**What you are asked to do**
Update the records that follow by changing every occurrence of "one dot apiece" to "a single dot each", and leave all other text unchanged.

**Records to process**
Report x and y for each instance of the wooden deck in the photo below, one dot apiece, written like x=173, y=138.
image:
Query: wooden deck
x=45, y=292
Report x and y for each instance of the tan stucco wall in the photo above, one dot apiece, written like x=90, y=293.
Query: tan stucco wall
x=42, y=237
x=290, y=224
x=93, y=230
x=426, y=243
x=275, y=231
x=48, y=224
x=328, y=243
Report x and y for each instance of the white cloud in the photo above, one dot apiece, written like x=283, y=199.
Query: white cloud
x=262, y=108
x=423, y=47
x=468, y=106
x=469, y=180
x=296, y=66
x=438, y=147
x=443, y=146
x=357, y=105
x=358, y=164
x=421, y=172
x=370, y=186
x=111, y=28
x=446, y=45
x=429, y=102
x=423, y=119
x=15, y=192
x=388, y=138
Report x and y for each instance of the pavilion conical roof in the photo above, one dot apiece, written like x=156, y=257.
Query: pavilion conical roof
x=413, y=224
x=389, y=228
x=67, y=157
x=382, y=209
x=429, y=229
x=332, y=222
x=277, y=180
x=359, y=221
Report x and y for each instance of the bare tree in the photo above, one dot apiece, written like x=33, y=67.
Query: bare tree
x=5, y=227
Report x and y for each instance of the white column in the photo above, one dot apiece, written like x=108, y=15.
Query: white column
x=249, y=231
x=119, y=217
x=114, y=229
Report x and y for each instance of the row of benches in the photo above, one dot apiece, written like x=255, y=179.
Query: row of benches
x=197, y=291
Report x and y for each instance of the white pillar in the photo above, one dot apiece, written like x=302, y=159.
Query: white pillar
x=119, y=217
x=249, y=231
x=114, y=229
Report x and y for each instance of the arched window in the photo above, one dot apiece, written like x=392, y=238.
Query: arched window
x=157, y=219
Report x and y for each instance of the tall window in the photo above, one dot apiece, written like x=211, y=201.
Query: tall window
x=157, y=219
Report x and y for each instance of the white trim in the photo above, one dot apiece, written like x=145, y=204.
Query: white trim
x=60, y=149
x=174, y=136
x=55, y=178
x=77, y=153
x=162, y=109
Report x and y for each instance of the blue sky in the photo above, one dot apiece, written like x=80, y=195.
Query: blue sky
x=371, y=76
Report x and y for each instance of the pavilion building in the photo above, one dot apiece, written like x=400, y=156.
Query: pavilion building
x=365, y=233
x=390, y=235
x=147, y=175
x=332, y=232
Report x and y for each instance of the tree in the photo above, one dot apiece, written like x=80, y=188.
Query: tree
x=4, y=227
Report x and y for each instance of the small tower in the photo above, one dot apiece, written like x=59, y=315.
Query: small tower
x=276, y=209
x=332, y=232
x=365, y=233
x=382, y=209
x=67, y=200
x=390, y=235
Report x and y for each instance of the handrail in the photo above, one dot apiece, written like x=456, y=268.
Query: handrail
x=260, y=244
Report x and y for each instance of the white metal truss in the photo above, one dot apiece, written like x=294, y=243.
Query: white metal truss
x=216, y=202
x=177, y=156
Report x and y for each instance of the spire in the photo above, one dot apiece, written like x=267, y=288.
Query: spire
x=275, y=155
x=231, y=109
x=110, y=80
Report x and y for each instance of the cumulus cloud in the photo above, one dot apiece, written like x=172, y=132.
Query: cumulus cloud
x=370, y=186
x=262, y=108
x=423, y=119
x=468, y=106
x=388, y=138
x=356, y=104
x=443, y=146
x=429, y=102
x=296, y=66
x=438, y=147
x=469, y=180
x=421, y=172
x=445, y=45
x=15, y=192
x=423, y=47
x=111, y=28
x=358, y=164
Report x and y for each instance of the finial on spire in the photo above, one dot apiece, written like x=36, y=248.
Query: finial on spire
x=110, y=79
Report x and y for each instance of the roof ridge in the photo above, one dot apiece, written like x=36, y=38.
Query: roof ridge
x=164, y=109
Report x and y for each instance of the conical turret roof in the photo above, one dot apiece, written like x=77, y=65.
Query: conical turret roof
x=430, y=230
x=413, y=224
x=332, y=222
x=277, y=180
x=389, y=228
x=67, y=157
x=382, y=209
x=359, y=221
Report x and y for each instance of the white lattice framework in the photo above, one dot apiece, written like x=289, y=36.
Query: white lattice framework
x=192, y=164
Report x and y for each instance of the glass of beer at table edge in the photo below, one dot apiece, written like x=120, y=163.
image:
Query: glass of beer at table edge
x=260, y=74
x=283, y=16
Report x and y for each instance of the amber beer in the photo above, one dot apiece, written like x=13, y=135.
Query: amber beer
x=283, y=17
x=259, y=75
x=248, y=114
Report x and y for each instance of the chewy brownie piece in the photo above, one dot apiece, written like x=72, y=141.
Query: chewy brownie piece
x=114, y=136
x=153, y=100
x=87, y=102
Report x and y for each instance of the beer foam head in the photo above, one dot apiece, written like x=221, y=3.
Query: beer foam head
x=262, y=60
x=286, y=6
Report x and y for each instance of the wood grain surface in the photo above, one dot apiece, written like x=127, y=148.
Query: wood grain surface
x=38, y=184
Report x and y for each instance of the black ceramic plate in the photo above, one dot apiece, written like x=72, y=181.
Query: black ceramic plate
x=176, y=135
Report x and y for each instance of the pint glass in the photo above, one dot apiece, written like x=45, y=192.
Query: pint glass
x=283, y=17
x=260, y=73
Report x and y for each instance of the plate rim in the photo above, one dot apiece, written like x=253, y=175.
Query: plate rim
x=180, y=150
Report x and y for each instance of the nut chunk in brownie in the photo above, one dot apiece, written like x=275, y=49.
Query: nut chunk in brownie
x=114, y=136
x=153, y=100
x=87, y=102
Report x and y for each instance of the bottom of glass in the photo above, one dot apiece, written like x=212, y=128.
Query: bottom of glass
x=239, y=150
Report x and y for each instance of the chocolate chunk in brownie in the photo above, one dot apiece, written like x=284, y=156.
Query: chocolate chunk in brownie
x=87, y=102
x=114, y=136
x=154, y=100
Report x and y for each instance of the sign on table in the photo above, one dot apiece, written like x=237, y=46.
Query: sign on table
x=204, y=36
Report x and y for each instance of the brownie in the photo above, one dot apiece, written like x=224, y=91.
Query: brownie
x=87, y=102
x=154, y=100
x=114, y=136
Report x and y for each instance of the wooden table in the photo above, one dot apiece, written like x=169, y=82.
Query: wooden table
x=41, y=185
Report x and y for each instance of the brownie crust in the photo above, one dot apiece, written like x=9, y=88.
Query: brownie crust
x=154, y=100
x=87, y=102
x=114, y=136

**Solved exercise**
Report x and y for each instance of the wooden deck in the photo below, a single dot each, written like x=173, y=138.
image:
Query: wooden deck
x=45, y=292
Report x and y for each instance of the tan stucco wall in the photo above, a single dot each, written like x=90, y=293.
Query: tan stucco wall
x=42, y=237
x=290, y=224
x=93, y=230
x=426, y=243
x=275, y=231
x=48, y=224
x=328, y=243
Report x and y for each instance of the white cloud in the photo above, a single dot each, written like x=283, y=199.
Query: white cloud
x=262, y=108
x=423, y=47
x=468, y=106
x=469, y=180
x=296, y=66
x=438, y=147
x=443, y=146
x=357, y=105
x=358, y=164
x=421, y=172
x=370, y=186
x=111, y=28
x=446, y=45
x=429, y=102
x=423, y=119
x=15, y=192
x=388, y=138
Report x and y for each instance of the pavilion conical roof in the photo above, a single dot each, written like x=156, y=257.
Query: pavilion conical roof
x=413, y=224
x=389, y=228
x=67, y=157
x=382, y=209
x=429, y=229
x=332, y=222
x=277, y=180
x=359, y=221
Report x and y for each instance of the bare tree in the photo above, a single dot each, written like x=33, y=67.
Query: bare tree
x=5, y=227
Report x and y for each instance of the white column in the photo above, a single dot each, written like x=108, y=15.
Query: white column
x=249, y=231
x=119, y=217
x=114, y=229
Report x and y for each instance of the row of benches in the photo above, a single dot each, written like x=255, y=179.
Query: row of benches
x=197, y=291
Report x and y for each instance of the white pillar in the photo above, a single dot each, written like x=302, y=159.
Query: white pillar
x=119, y=217
x=249, y=231
x=114, y=229
Report x and y for each instance of the arched window in the photo above, a single dot each, written like x=392, y=238.
Query: arched window
x=157, y=219
Report x and y for each instance of the tall window in the photo above, a single dot each, written like x=211, y=201.
Query: tall window
x=157, y=219
Report x and y for each instance of the white trim in the photo above, a single dot each, written like x=145, y=204.
Query: white trim
x=60, y=149
x=174, y=136
x=55, y=178
x=77, y=153
x=162, y=109
Report x and y for each instance of the blue sky in the photo above, a single dot each, written like x=80, y=195.
Query: blue sky
x=371, y=76
Report x and y for each instance of the pavilion building in the photo above, a single dot each, written like x=400, y=156.
Query: pavilion building
x=365, y=233
x=390, y=235
x=147, y=175
x=332, y=232
Report x and y for each instance of the tree in the photo above, a single dot each, written like x=80, y=188.
Query: tree
x=4, y=227
Report x and y for each instance of the small tower in the photo above, a single dot each, written like x=59, y=315.
Query: small tower
x=276, y=209
x=332, y=232
x=365, y=233
x=382, y=209
x=67, y=200
x=390, y=235
Report x and y for each instance of the handrail in the photo above, a single dot each, written like x=456, y=268.
Query: handrail
x=260, y=244
Report x and y for each instance of the white metal truss in the photo above, a single dot each, written like x=294, y=243.
Query: white metal truss
x=216, y=202
x=177, y=156
Report x and y for each instance of the spire in the photo above, a single dot each, written like x=267, y=288.
Query: spire
x=275, y=155
x=231, y=109
x=110, y=80
Report x and y for each instance of the cumulus cloud in the photo above, a single dot each, written like x=172, y=132.
Query: cumulus cloud
x=370, y=186
x=262, y=108
x=423, y=119
x=468, y=106
x=388, y=138
x=356, y=104
x=443, y=146
x=429, y=102
x=296, y=66
x=438, y=147
x=469, y=180
x=421, y=172
x=445, y=45
x=15, y=192
x=423, y=47
x=111, y=28
x=358, y=164
Report x and y for each instance of the finial on spire in the photo above, a single dot each, written like x=36, y=248.
Query: finial on spire
x=110, y=79
Report x and y for each instance of the roof ridge in the photo above, a single dot each, written like x=36, y=38.
Query: roof ridge
x=164, y=109
Report x and y for each instance of the conical turret roof in the photo above, a single dot each, written like x=77, y=65.
Query: conical turret roof
x=430, y=230
x=413, y=224
x=332, y=222
x=277, y=180
x=389, y=228
x=67, y=157
x=382, y=209
x=359, y=221
Report x and y for each instance of the white lattice framework in the photo above, a single dot each, written like x=289, y=36.
Query: white lattice framework
x=192, y=164
Report x and y for each instance of the glass of beer at table edge in the photo below, a single dot each, written like x=120, y=163.
image:
Query: glass of beer at table edge
x=260, y=74
x=283, y=16
Report x and y for each instance of the amber beer in the photo above, a single dot each, written like x=13, y=135.
Query: amber beer
x=283, y=17
x=259, y=75
x=248, y=114
Report x and y for each instance of the chewy brownie piece in the photo above, a single dot each, written like x=72, y=141.
Query: chewy brownie piece
x=114, y=136
x=153, y=100
x=87, y=102
Report x and y for each instance of the beer foam head in the photo above, a single dot each, written like x=221, y=3.
Query: beer foam head
x=262, y=60
x=286, y=6
Report x and y for each instance of the wood grain surface in the photo above, a single dot each, written like x=127, y=148.
Query: wood grain surface
x=38, y=184
Report x and y for each instance of the black ceramic plate in the photo above, a single dot each, written like x=72, y=181.
Query: black ceramic plate
x=176, y=135
Report x and y for each instance of the pint glass in the photo above, a single dot each, written like x=45, y=192.
Query: pint glass
x=283, y=17
x=260, y=73
Report x and y for each instance of the plate rim in the photo above, a single dot each, written like x=253, y=175.
Query: plate rim
x=180, y=150
Report x and y for each instance of the nut chunk in brownie in the photo above, a single dot each, written like x=275, y=49.
Query: nut chunk in brownie
x=114, y=136
x=153, y=100
x=87, y=102
Report x and y for each instance of the bottom of glass in the photo above, a single dot each, written like x=212, y=128.
Query: bottom of glass
x=239, y=150
Report x and y for each instance of the chocolate chunk in brownie in the photo above, a single dot each, written like x=284, y=156.
Query: chocolate chunk in brownie
x=87, y=102
x=114, y=136
x=154, y=100
Report x and y for each instance of the sign on table in the photo above, a single dot each, written like x=237, y=46.
Query: sign on table
x=204, y=36
Report x and y for each instance of the brownie in the photo above, a single dot each, written like x=224, y=91.
Query: brownie
x=87, y=102
x=154, y=100
x=114, y=136
Report x and y for each instance of the wooden table in the photo above, a single dot each, written like x=169, y=82.
Query: wooden table
x=41, y=185
Report x and y for each instance of the brownie crust in the photo above, a single dot each, written like x=9, y=88.
Query: brownie crust
x=154, y=100
x=87, y=102
x=114, y=136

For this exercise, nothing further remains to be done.